▸ Task item
Give the data again exactly as it appears.

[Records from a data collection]
——————

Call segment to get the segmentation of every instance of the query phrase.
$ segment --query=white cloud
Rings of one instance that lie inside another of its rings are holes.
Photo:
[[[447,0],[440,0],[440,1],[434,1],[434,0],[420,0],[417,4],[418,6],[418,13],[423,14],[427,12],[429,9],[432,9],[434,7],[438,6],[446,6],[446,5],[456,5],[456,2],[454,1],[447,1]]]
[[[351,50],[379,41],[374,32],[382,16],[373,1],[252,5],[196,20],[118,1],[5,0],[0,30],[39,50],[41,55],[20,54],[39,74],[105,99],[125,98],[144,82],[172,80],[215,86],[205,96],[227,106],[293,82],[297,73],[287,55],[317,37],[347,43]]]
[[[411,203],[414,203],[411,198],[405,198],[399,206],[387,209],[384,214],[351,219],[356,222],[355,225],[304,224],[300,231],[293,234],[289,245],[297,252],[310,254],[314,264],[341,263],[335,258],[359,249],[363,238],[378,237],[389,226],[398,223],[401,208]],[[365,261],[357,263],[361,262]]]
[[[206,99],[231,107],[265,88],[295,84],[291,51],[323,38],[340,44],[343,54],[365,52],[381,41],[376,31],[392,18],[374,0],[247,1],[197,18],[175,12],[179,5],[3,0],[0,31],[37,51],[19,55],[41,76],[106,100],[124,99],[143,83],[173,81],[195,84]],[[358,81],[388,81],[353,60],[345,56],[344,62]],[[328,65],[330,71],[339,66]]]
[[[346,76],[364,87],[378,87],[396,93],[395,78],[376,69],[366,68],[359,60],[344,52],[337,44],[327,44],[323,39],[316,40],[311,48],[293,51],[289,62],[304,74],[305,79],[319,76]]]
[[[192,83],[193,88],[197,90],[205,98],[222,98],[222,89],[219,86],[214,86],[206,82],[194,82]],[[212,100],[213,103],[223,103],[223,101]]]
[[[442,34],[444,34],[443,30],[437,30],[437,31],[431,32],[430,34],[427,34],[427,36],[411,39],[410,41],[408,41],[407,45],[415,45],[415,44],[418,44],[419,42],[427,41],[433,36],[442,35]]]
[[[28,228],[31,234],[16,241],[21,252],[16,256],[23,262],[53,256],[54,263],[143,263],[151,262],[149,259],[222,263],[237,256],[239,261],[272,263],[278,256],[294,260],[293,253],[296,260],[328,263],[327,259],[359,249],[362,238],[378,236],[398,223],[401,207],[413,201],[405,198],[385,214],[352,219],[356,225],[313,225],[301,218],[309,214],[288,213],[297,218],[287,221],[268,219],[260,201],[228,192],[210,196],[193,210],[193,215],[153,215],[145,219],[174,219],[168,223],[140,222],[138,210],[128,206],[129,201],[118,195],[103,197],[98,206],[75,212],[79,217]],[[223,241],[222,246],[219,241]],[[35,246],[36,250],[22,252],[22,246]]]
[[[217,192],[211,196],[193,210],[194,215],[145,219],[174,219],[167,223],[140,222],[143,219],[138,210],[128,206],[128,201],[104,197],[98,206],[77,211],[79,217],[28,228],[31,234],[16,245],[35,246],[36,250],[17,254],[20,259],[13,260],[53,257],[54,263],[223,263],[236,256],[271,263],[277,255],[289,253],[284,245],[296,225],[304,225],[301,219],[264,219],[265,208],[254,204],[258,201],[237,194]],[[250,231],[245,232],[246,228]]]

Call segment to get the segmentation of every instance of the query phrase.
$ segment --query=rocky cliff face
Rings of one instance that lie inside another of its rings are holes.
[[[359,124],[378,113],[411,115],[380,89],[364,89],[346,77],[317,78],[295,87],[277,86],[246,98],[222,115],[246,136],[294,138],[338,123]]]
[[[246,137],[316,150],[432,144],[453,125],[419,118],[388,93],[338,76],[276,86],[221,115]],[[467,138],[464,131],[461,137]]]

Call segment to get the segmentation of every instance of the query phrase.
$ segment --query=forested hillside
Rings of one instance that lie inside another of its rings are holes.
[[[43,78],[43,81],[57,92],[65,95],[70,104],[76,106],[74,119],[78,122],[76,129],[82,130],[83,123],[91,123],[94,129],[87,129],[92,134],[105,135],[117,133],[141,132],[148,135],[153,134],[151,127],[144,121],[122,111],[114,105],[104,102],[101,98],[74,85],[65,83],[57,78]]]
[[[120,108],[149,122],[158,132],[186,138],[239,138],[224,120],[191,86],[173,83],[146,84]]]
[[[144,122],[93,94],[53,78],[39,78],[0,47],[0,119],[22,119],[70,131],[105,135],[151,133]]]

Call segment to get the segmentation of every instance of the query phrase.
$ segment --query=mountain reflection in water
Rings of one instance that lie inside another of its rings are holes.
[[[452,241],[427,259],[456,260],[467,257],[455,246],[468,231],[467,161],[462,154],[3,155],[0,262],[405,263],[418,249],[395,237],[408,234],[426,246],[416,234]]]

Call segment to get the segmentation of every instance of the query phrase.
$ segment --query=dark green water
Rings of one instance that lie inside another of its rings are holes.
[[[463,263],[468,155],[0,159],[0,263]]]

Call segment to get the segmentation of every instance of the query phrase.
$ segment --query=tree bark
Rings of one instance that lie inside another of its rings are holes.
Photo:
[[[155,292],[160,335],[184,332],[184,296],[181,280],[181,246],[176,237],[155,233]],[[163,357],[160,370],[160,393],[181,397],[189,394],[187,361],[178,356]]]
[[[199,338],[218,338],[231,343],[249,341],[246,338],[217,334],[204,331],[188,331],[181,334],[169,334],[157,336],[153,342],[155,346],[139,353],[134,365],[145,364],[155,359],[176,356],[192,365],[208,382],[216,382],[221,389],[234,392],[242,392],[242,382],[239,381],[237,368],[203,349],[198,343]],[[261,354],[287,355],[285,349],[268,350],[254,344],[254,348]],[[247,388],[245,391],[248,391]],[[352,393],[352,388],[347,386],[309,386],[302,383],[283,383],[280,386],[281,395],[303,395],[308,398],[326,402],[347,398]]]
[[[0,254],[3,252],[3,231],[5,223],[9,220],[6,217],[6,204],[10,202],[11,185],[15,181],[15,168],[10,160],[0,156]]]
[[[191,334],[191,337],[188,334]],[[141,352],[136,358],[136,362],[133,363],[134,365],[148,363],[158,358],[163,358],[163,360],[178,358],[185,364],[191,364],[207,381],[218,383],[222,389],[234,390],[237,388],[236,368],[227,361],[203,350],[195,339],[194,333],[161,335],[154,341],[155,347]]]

——————

▸ Reply to the exercise
Call segment to get the segmentation of every instance of the query phrase.
$ segment --query=white cloud
Rings of one instance that lie inside another of its rings are holes.
Photo:
[[[447,0],[440,0],[440,1],[434,1],[434,0],[420,0],[417,4],[418,6],[418,13],[423,14],[427,12],[429,9],[432,9],[434,7],[438,6],[446,6],[446,5],[456,5],[456,2],[454,1],[447,1]]]
[[[351,50],[379,41],[374,32],[382,16],[373,1],[252,5],[196,20],[118,1],[5,0],[0,30],[39,50],[41,55],[20,54],[39,74],[105,99],[125,98],[144,82],[172,80],[215,86],[205,96],[227,106],[293,82],[297,73],[287,55],[317,37],[347,43]]]
[[[411,203],[414,203],[411,198],[405,198],[399,206],[387,209],[384,214],[351,219],[356,222],[355,225],[304,224],[300,231],[293,234],[289,245],[297,252],[310,254],[314,264],[341,263],[335,258],[359,249],[363,238],[378,237],[389,226],[398,223],[401,208]],[[365,261],[357,263],[361,262]]]
[[[206,99],[231,107],[265,88],[295,84],[291,51],[323,38],[340,44],[343,54],[365,52],[381,41],[376,31],[392,18],[374,0],[247,1],[197,18],[175,12],[179,5],[3,0],[0,31],[37,51],[19,55],[41,76],[106,100],[124,99],[143,83],[173,81],[195,84]],[[358,81],[388,81],[353,60],[345,56],[344,62]],[[328,65],[330,71],[339,66]]]
[[[346,76],[364,87],[378,87],[396,93],[395,78],[376,69],[366,68],[359,60],[344,52],[337,44],[327,44],[323,39],[316,40],[311,48],[293,51],[289,62],[304,74],[305,79],[319,76]]]
[[[192,83],[193,88],[197,90],[205,98],[222,98],[222,89],[219,86],[214,86],[206,82],[194,82]],[[212,100],[213,103],[223,103],[223,101]]]
[[[442,34],[444,34],[443,30],[437,30],[437,31],[431,32],[430,34],[427,34],[427,36],[411,39],[410,41],[408,41],[407,45],[415,45],[415,44],[418,44],[419,42],[427,41],[433,36],[442,35]]]
[[[28,228],[31,234],[16,241],[21,252],[16,256],[23,262],[53,256],[54,263],[143,263],[151,262],[149,259],[222,263],[237,256],[239,261],[272,263],[278,256],[294,260],[293,253],[296,260],[328,263],[327,259],[359,249],[362,238],[378,236],[398,223],[401,207],[413,201],[405,198],[385,214],[352,219],[356,225],[313,225],[301,218],[309,214],[288,213],[297,218],[287,221],[268,219],[260,201],[228,192],[210,196],[193,210],[193,215],[153,215],[145,219],[174,219],[168,223],[140,222],[138,210],[128,206],[129,201],[118,195],[103,197],[98,206],[75,212],[79,217]],[[223,241],[222,246],[219,241]],[[35,246],[36,250],[22,252],[22,246]]]
[[[217,192],[211,196],[193,210],[194,215],[145,219],[174,219],[167,223],[140,222],[143,219],[138,210],[128,206],[128,201],[104,197],[98,206],[77,211],[79,217],[28,228],[31,234],[16,245],[35,246],[36,250],[17,254],[20,259],[13,260],[53,257],[54,263],[223,263],[236,256],[271,263],[277,255],[289,253],[284,245],[296,225],[304,225],[301,219],[264,219],[265,208],[254,204],[258,201],[237,194]],[[250,231],[245,232],[246,228]]]

Call segment to get the segmentation of every instance of the query phrase.
$ segment --query=rocky cliff face
Rings of one instance that lie inside another of its rings are holes.
[[[359,124],[378,113],[411,115],[380,89],[364,89],[346,77],[317,78],[295,87],[277,86],[246,98],[222,115],[246,136],[294,138],[338,123]]]
[[[246,137],[316,150],[432,144],[453,125],[419,118],[388,93],[338,76],[276,86],[221,115]],[[467,138],[464,131],[461,137]]]

Call segment to get the segmentation of every instance of the query phrase.
$ segment --query=forested hillside
Rings of one instance that lie inside another of its rings are holes.
[[[43,78],[43,81],[57,92],[65,95],[70,104],[76,106],[74,119],[78,122],[76,129],[82,130],[83,123],[91,123],[94,129],[87,129],[92,134],[105,135],[117,133],[141,132],[148,135],[153,134],[151,127],[144,121],[122,111],[114,105],[104,102],[101,98],[74,85],[65,83],[57,78]]]
[[[120,108],[149,122],[158,132],[186,138],[239,138],[224,120],[191,86],[173,83],[146,84]]]
[[[144,122],[93,94],[53,78],[39,78],[0,47],[0,119],[22,119],[70,131],[105,135],[151,133]]]

Call segment to get the segmentation of every instance of the query phrase.
$ segment --query=mountain reflection in water
Rings of one instance that lie inside another of its rings are holes.
[[[452,241],[427,259],[456,260],[467,257],[455,246],[468,231],[467,161],[462,154],[3,155],[0,262],[405,263],[418,249],[395,237],[408,234],[426,246],[416,234]]]

Call segment to get the segmentation of every instance of the query phrase.
$ segment --query=dark green water
Rings of one instance that lie inside another of its rings are holes.
[[[463,263],[468,155],[0,159],[0,263]]]

Call segment to get the segmentation of every instance of the query phrase.
$ segment --query=tree bark
Rings of one instance that lie inside another of its rings are holes.
Photo:
[[[155,292],[160,335],[184,332],[184,296],[181,280],[181,246],[176,237],[155,233]],[[163,357],[160,370],[160,393],[181,397],[189,394],[187,361],[178,356]]]
[[[199,338],[218,338],[231,343],[249,341],[246,338],[217,334],[204,331],[188,331],[181,334],[169,334],[157,336],[153,342],[155,346],[139,353],[134,365],[145,364],[155,359],[176,356],[192,365],[208,382],[216,382],[221,389],[234,392],[242,392],[242,382],[239,381],[237,368],[203,349],[198,343]],[[261,354],[287,355],[285,349],[268,350],[254,344],[254,348]],[[247,388],[245,391],[248,391]],[[352,393],[352,388],[347,386],[309,386],[302,383],[283,383],[280,386],[281,395],[303,395],[308,398],[326,402],[347,398]]]
[[[0,254],[3,252],[3,231],[5,223],[9,220],[6,217],[6,204],[10,202],[11,185],[15,181],[15,168],[10,160],[0,156]]]
[[[191,334],[191,337],[188,334]],[[141,352],[136,358],[136,362],[133,363],[134,365],[148,363],[158,358],[163,358],[163,360],[178,358],[185,364],[191,364],[207,381],[218,383],[222,389],[234,390],[237,388],[236,368],[227,361],[203,350],[195,339],[194,333],[161,335],[154,341],[155,347]]]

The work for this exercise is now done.